### Task data ###

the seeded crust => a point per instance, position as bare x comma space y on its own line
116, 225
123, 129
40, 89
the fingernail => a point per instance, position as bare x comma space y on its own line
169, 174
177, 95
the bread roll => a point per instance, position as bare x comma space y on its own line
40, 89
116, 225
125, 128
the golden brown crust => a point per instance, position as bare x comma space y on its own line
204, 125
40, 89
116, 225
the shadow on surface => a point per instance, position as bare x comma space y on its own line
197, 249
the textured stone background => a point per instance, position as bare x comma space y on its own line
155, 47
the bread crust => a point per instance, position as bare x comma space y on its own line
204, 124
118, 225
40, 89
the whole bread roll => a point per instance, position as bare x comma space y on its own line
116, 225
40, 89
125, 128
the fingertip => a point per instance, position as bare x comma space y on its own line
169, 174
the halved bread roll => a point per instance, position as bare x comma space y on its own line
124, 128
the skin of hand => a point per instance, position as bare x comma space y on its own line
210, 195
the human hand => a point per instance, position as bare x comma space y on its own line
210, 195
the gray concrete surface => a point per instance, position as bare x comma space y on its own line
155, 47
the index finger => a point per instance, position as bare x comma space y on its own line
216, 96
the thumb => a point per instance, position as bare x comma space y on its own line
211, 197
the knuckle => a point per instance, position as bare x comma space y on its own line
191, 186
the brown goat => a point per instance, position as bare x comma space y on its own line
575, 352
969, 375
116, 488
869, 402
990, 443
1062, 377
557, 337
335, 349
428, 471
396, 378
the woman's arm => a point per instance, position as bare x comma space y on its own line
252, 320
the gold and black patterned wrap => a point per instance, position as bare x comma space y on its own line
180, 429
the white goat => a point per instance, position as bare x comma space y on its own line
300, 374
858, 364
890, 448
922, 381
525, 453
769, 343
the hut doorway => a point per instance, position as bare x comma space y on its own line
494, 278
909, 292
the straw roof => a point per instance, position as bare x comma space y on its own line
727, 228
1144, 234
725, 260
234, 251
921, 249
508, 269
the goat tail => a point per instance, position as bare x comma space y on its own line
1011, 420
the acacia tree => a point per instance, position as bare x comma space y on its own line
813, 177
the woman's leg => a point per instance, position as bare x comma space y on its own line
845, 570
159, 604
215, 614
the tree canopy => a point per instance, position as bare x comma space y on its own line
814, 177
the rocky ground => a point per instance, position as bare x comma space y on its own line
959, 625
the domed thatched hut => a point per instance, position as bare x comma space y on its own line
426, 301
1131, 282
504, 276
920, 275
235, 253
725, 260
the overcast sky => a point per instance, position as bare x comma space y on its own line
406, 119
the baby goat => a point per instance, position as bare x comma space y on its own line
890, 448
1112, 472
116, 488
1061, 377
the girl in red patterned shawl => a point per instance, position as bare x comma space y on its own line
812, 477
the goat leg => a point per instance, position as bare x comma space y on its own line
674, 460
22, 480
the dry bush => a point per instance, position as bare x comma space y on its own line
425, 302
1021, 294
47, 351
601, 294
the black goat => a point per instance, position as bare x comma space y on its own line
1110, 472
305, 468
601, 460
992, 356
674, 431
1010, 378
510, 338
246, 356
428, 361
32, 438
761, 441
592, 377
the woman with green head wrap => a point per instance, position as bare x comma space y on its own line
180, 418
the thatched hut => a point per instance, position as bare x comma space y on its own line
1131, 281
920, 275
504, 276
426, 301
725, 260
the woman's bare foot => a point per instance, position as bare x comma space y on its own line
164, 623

###

**Exercise instructions:** Write the material out again word for word.

**Exercise solution:**
the seeded crust => a point per instance, position as bare x comma space y on its own line
116, 225
123, 129
40, 89
the fingernail => a point per instance, position as bare x comma space y on its own line
169, 174
177, 95
the bread roll => a point per instance, position as bare x comma space y on its own line
40, 89
116, 225
125, 128
the golden brown crust => a point per instance, position as bare x comma space y on its own line
204, 125
40, 89
116, 225
the shadow on surface => a point per instance, position as bare x comma space y on its own line
197, 249
the textured stone background => a point per instance, position as bare x comma space y on its own line
155, 47
the bread crust => a point per instance, position as bare x comma space y on its own line
204, 124
118, 225
40, 89
the whole bread roll => a point per instance, position as bare x comma space y on its own line
116, 225
40, 89
125, 128
the fingertip => a point per instance, position as bare x comma space y on its own line
169, 174
the halved bread roll => a point per instance, position as bare x comma space y on its own line
124, 128
the skin of hand => a point per instance, position as bare x comma space y on its own line
210, 195
the human hand => a point per instance, position as bare x comma space y on its own line
210, 195
the gray concrete surface => a point per instance, position as bare x comma space y on its own line
155, 47
the index finger => a point per instance, position as bare x comma space y on its own line
216, 96
the thumb => a point per instance, position as bare x comma space y on its own line
211, 197
the knuckle => a point per instance, position as bare x comma space y on its own line
191, 186
the brown goat => a point per instance, position as bare x comma space y on its own line
575, 352
969, 375
116, 488
869, 402
990, 443
1062, 377
557, 337
335, 349
428, 471
396, 378
the woman's arm => a point per instance, position as bare x comma space y on its own line
252, 320
the gold and black patterned wrap => a point per instance, position as bare x comma space y on its own line
180, 429
the white goat => a point per instance, position as bare x comma space y on its own line
300, 374
858, 364
890, 448
922, 381
525, 453
769, 343
the hut doorway => a point per instance, position as bare x comma space y on its own line
494, 278
909, 292
the straw roof => a point per instance, position as bare x comma space y on its own line
727, 228
1144, 234
725, 260
234, 251
921, 249
508, 269
the goat tail => a point per instance, position as bare x comma space y on its own line
1011, 420
the acacia tree => a point per instance, position as bare x comma space y on its own line
813, 177
the woman's leg => a point per instance, position as bare x comma space y on its own line
845, 570
159, 604
215, 614
the tree canopy => a point per instance, position as bare x comma space y on its own line
814, 177
the rocky ground => a point per instance, position as bare x comma space y on its own line
959, 625
the domed thatched hut => a point per instance, position as bare x comma space y on its own line
426, 301
1131, 282
504, 276
920, 275
235, 253
725, 260
the overcast sky => a point per instance, position as bare x comma space y on its own line
406, 119
the baby goat => a point per instance, position as bare x comma space y on its own line
890, 448
1112, 472
116, 488
1061, 377
the girl in red patterned shawl => a point per instance, position as bare x comma space y on its own line
812, 477
the goat leg => a point per instance, position as bare x comma space y on its own line
674, 460
22, 480
the dry bush => a point per instance, position as bare x comma space y on its own line
425, 302
1021, 294
47, 351
601, 294
the black goat => a point per instance, position as bare x comma space y on its own line
1110, 472
305, 468
601, 460
992, 356
674, 431
1010, 378
510, 338
246, 356
428, 361
32, 438
761, 441
592, 377
the woman with green head wrap => a point per instance, position as bare x comma space y on its own line
180, 418
the thatched hut => a point per instance, position as bare x comma space y on its own line
1131, 281
920, 275
504, 276
426, 301
725, 260
the woman's bare foot => a point per instance, position as bare x comma space y on its own line
164, 623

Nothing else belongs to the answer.